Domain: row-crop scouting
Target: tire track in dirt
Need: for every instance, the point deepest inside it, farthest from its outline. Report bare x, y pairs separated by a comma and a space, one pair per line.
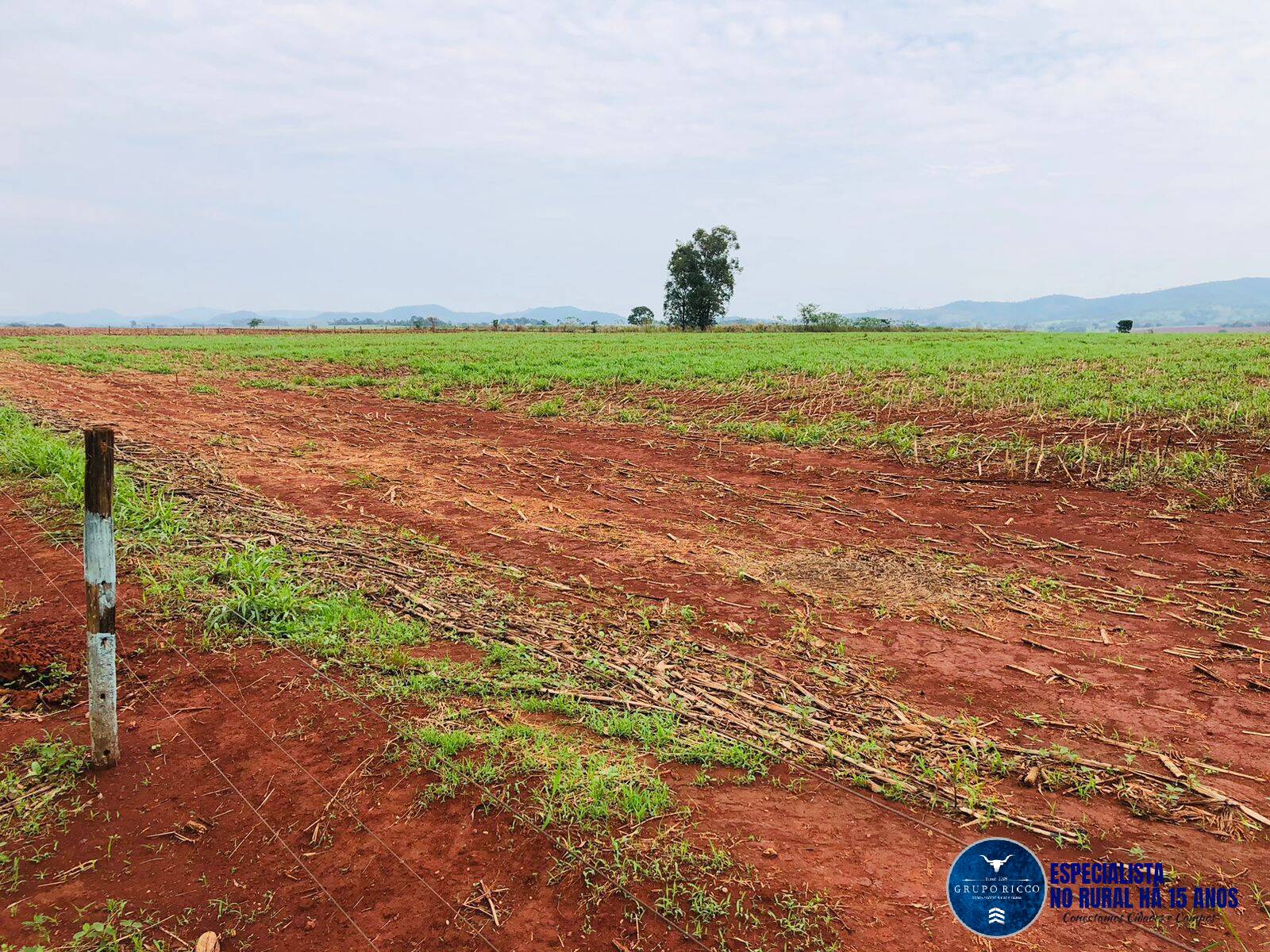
567, 495
658, 517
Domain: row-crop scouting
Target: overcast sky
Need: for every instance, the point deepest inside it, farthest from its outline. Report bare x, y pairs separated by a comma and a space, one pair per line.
505, 155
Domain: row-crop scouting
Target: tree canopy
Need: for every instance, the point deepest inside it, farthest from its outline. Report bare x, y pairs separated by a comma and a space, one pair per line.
702, 274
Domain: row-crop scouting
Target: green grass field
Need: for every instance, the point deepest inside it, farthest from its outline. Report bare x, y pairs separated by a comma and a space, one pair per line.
1213, 381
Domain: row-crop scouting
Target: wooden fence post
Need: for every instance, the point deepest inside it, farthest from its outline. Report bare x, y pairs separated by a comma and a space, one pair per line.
99, 588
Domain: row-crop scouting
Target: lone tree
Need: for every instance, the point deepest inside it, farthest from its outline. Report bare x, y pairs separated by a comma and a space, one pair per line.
702, 274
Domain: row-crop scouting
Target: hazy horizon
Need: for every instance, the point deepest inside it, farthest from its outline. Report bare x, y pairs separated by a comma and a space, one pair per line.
503, 156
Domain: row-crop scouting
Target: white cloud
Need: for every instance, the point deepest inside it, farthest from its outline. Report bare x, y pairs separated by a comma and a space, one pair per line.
249, 112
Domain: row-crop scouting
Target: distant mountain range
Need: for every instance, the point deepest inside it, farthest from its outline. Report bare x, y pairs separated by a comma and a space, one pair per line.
215, 317
1245, 301
1233, 304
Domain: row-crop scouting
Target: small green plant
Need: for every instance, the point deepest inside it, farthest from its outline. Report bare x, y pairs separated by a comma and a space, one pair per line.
546, 408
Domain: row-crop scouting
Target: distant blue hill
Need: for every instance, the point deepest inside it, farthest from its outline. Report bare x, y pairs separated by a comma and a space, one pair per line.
1216, 302
1241, 302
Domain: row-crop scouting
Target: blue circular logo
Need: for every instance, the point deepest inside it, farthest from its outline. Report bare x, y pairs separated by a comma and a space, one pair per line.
997, 888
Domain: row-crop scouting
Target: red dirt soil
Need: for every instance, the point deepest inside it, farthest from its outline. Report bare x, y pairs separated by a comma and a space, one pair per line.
638, 511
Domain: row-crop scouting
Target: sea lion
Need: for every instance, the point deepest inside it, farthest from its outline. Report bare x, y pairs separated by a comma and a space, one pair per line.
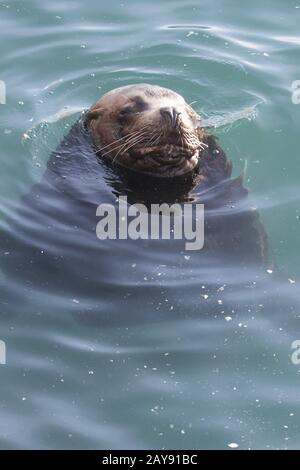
52, 239
147, 128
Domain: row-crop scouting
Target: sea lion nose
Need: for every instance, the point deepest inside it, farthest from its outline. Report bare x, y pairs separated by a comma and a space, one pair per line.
171, 114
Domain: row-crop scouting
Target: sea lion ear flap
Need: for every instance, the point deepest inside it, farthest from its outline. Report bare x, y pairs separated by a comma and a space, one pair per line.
93, 114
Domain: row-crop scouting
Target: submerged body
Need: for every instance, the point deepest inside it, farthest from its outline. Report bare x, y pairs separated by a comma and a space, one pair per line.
57, 226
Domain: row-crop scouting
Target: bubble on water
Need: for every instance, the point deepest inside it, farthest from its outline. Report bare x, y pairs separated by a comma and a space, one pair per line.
233, 445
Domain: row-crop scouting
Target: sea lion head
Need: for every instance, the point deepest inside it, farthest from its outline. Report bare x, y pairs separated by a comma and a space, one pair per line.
148, 129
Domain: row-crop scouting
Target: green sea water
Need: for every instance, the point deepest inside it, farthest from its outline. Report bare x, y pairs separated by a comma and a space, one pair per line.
197, 384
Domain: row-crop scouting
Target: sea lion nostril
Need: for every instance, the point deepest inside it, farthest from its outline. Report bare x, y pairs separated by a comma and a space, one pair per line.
171, 114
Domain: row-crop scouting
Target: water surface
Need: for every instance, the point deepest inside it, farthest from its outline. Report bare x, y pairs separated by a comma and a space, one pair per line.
197, 380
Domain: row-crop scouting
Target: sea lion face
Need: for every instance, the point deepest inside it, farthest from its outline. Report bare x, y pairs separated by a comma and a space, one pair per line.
147, 128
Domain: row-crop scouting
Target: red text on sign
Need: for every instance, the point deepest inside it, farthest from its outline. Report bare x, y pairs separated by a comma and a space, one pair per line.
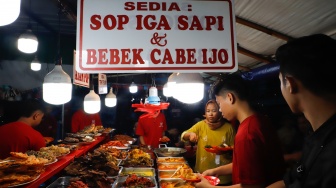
152, 6
114, 56
109, 21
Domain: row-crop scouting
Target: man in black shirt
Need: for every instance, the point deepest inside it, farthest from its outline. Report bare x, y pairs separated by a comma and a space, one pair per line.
308, 84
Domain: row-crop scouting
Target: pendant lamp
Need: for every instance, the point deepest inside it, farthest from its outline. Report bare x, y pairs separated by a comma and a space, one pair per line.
111, 99
92, 102
9, 11
153, 96
35, 65
28, 42
167, 91
133, 87
57, 86
189, 88
171, 83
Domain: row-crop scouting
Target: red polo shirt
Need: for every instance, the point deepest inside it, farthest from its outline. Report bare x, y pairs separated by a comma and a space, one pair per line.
19, 137
151, 129
257, 156
80, 119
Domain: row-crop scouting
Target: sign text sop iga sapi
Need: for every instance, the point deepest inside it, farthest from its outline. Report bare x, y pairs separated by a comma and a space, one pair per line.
153, 22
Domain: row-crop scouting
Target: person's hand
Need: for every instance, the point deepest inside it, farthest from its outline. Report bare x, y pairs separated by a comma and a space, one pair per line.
209, 172
204, 183
193, 137
173, 131
164, 139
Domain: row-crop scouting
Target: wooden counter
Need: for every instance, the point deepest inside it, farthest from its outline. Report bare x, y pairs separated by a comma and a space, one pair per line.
64, 161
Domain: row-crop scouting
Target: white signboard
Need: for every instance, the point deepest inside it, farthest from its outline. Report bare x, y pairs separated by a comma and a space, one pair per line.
102, 83
81, 79
156, 36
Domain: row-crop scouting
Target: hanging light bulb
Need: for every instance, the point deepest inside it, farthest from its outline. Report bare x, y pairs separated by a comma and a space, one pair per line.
171, 83
28, 42
92, 102
153, 96
57, 86
110, 99
35, 65
167, 91
189, 88
9, 11
133, 88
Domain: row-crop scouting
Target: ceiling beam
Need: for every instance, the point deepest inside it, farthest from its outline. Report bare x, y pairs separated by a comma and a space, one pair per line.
67, 9
263, 29
254, 55
37, 19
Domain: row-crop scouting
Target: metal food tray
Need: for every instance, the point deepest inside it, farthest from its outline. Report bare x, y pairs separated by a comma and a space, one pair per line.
176, 165
123, 163
146, 172
122, 179
167, 175
169, 180
167, 160
64, 182
61, 182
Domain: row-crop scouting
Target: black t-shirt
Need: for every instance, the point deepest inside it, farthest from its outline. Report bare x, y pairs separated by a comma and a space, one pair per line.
317, 169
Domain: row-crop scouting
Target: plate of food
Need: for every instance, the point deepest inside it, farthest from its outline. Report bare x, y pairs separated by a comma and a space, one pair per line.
51, 162
24, 183
218, 149
190, 177
213, 180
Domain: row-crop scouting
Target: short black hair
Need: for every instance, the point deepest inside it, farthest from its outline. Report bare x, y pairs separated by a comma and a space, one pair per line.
310, 59
29, 106
232, 83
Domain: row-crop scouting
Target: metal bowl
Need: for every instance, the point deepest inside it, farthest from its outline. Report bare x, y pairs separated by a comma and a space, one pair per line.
170, 151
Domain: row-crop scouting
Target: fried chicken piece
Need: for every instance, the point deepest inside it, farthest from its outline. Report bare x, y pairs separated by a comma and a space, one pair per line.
77, 184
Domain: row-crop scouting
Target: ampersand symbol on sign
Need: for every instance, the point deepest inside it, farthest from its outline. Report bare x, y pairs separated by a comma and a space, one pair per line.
157, 39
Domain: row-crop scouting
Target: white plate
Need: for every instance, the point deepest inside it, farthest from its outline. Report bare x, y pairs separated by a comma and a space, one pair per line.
52, 162
25, 182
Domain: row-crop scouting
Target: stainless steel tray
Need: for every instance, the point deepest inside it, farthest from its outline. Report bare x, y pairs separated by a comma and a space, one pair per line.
167, 174
122, 179
61, 182
64, 182
147, 172
174, 181
170, 160
124, 163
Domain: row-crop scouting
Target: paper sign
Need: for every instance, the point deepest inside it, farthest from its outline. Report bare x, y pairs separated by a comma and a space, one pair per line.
156, 36
81, 79
102, 83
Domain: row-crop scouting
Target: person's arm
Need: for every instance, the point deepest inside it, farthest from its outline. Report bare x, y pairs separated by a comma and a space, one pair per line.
205, 184
219, 171
192, 137
142, 140
278, 184
74, 125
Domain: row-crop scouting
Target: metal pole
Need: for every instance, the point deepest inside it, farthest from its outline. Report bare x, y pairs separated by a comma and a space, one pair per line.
62, 123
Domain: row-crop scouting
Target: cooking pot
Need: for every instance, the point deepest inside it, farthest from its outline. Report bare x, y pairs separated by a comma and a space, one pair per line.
164, 151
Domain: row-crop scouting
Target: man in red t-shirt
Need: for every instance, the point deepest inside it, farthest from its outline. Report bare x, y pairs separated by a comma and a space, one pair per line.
257, 156
20, 136
151, 128
80, 119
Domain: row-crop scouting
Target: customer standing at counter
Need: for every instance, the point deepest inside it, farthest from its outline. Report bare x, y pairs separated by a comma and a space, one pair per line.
81, 119
151, 128
214, 131
257, 156
307, 76
20, 136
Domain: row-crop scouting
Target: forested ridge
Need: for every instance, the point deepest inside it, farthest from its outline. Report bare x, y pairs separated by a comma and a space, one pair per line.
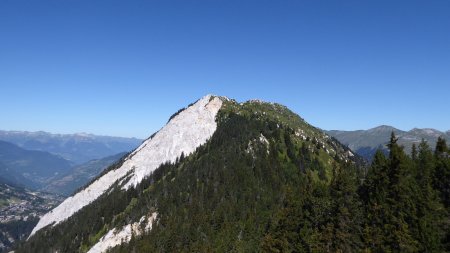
269, 182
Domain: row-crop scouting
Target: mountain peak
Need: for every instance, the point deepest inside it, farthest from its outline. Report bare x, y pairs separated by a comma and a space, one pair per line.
183, 134
383, 128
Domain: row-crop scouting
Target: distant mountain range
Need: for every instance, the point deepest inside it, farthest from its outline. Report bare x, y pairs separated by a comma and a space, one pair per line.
366, 142
76, 148
78, 176
20, 209
29, 168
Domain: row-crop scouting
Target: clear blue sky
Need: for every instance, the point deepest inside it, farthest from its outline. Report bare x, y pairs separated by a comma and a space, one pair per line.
123, 67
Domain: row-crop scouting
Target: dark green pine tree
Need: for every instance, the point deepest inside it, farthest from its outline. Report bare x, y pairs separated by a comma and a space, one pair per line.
400, 200
373, 194
442, 171
291, 229
430, 212
441, 182
345, 217
414, 152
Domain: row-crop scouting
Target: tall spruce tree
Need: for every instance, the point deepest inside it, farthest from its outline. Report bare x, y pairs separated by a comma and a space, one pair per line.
373, 194
429, 209
400, 200
346, 218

==================================================

WORK TO DO – Which lines of the entries above contain the word "food"? Pick out each one and copy it in full.

CORRECT ANSWER –
Target: metal food tray
Target: plate of food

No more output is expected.